* Stated problem 1
Put the records below into a numbered list, from their first line through the line containing "point(348, 18)". Leave out blank lines and the pictures.

A Meditation on Unitarian Universalism, Rational Religion & the Great Humanist Way
James Ishmael Ford
19 February 2012
First Unitarian Church
Providence, Rhode Island
Text
The way that can be described
is not the way
The name that can be spoken
is not the name
The unnamable is the mystery
Naming is the mother
of all things
Free from grasping, you see it
Tangled in concepts, you see only yourself
And yet, the mystery & the projections
Have the same source.
Darkness.
Darkness within darkness
The gateway to wisdom.
Tao Te Ching
Last Thursday evening Jan and a host of us from church drove over to Cranston to join the throng hoping to influence the School Committee’s decision whether to appeal the lower court ruling that the prayer banner on display at Cranston High School West be removed. As an admirer of young Jessica Alquist’s principled and constitutionally informed stand on behalf of minority views, I was glad for how it all turned out, if not quite so sanguine about what many people said or did during the hearing.
I was distressed at how both atheism and humanism were blamed for pretty much all the ills we experience today. Of course, the way the human brain sometimes works, it reminded me of a joke.
I’m sure you’ve heard it in one variation or another. The set up is simple as pie. A man is caught in a terrible automobile accident. It takes the jaws of life to extract him from the mangle. He’s on the stretcher, the EMTs look him over and one says to the other, “It doesn’t look good. Should I call a priest?” The other EMT notices a button with a flaming chalice on his jacket, and says, “No. He’s a Unitarian Universalist. Call a math teacher.”
Now, I think the spirit, the worthy point that hides within this joke is also expressed within something Henry David Thoreau once said. When asked his opinion about the afterlife, Henry replied, “One world at a time.” Call a math teacher. One world at a time. When people think of Unitarian Universalists they often think humanism. In light of the harsh things said about humanism at that meeting, perhaps it would be good to pause and think about it.
Today I want to talk about humanism, what it means, and what it has to do with us as a community of faith. And today seems particularly appropriate to do so. Not only is it in the wake of our local turmoil around civil liberties and blaming atheists and humanists for upsetting the cart, for all sorts of bad things, but as it happens, Nicolaus Copernicus happened to be born on this day in 1473. Quite literally a Renaissance man, he was a jurist, a mathematician and an astronomer. And frankly, when I think humanist, I think of someone rather like him.
Copernicus was also ordained within the Roman Catholic church, his exact rank isn’t completely clear, but almost certainly a priest; he was, after all, once nominated to be a bishop. He also caused the church a great deal of unease and for some who followed his work considerable discomfort as his relentless pursuit of truth led him to prove the previously universally accepted opinion the earth stood at the center of things was not so; replacing the earth with the sun, and then going one step further, establishing even our sun which we’re twirling about is not the center of things.
Now, it is probably worth noting he chose to wait until his deathbed to publish, and the consequences of his work would, as I said, fall on other shoulders. Think Giordano Bruno and Galileo Galilei. Humanism lived does upset carts. But, for our brief time together, what I really want to hold up is the possibility of finding the sacred within the natural realm. Which, best I can tell, is something that marked Copernicus’s life and work. And, which, I suggest, is what humanism is all about.
Back to that joke. Back to one world at a time. I hope you’ll allow me a strong statement about who we are. Yes, we have absolute freedom of conscience, and no one is forced to assent to any statement made anywhere by any one of us, including from this pulpit and by me. But, here’s a truth: any serious observer can see something as common among us, so common as to be descriptive. We are within our tradition, for the most part, humanists. And we have been since our foundations. Humanists.

Point annotation records:
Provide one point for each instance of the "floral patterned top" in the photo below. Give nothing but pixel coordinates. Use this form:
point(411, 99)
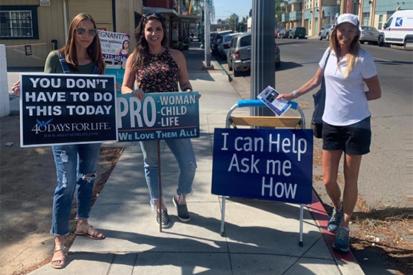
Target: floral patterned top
point(160, 73)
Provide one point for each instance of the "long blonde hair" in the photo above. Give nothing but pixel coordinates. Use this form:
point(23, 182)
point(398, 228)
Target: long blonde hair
point(351, 55)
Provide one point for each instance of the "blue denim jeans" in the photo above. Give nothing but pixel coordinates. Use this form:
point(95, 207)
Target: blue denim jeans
point(184, 154)
point(75, 167)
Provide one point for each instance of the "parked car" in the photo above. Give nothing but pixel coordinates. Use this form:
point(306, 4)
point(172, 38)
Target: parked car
point(398, 29)
point(217, 39)
point(297, 32)
point(225, 44)
point(325, 32)
point(369, 34)
point(239, 55)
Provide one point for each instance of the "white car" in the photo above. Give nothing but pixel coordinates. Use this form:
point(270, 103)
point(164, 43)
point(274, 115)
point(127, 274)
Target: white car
point(225, 44)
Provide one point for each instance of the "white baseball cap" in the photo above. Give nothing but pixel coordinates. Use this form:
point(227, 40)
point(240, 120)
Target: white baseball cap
point(348, 18)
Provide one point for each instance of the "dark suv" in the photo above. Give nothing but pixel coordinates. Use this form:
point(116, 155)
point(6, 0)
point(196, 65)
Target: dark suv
point(297, 32)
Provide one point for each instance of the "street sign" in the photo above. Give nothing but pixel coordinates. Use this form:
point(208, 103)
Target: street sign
point(267, 164)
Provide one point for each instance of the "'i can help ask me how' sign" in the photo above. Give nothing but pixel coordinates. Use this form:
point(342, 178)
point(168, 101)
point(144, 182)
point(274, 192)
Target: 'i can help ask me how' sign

* Stated problem 2
Duplicate the passage of the sermon on humanism above, from "Darkness within darkness" to "me of a joke.".

* Finished answer 1
1. Provide one point for each instance of the "floral patterned top" in the photo below. Give nothing but pixel coordinates. Use this form:
2. point(411, 99)
3. Target: floral patterned top
4. point(160, 73)
5. Provide one point for each instance of the "long blonde hair" in the photo above. Give nothing but pixel coordinates. Use this form:
6. point(23, 182)
7. point(398, 228)
8. Target: long blonde hair
9. point(351, 55)
10. Provide one point for each instance of the "blue denim jeans" in the photo above. Give nothing but pixel coordinates. Use this form:
11. point(95, 207)
12. Target: blue denim jeans
13. point(184, 154)
14. point(75, 167)
15. Provide one point for each instance of the "parked car" in the photo above. Give nothing but pixel coordinates. Use this form:
16. point(306, 4)
17. point(172, 38)
18. Target: parked car
19. point(398, 29)
20. point(217, 39)
21. point(297, 32)
22. point(225, 44)
23. point(325, 32)
24. point(369, 34)
25. point(239, 55)
26. Provide one point for each instance of the "white car" in the photo above. Give nothing but pixel coordinates. Use this form:
27. point(270, 103)
28. point(164, 43)
29. point(274, 115)
30. point(127, 274)
31. Target: white car
32. point(225, 44)
33. Provide one point for each instance of the "white baseball cap" in the photo above. Give nothing but pixel coordinates. Use this form:
34. point(227, 40)
35. point(240, 120)
36. Target: white baseball cap
37. point(348, 18)

* Finished answer 2
Darkness within darkness
The gateway to wisdom.
Tao Te Ching
Last Thursday evening Jan and a host of us from church drove over to Cranston to join the throng hoping to influence the School Committee’s decision whether to appeal the lower court ruling that the prayer banner on display at Cranston High School West be removed. As an admirer of young Jessica Alquist’s principled and constitutionally informed stand on behalf of minority views, I was glad for how it all turned out, if not quite so sanguine about what many people said or did during the hearing.
I was distressed at how both atheism and humanism were blamed for pretty much all the ills we experience today. Of course, the way the human brain sometimes works, it reminded me of a joke.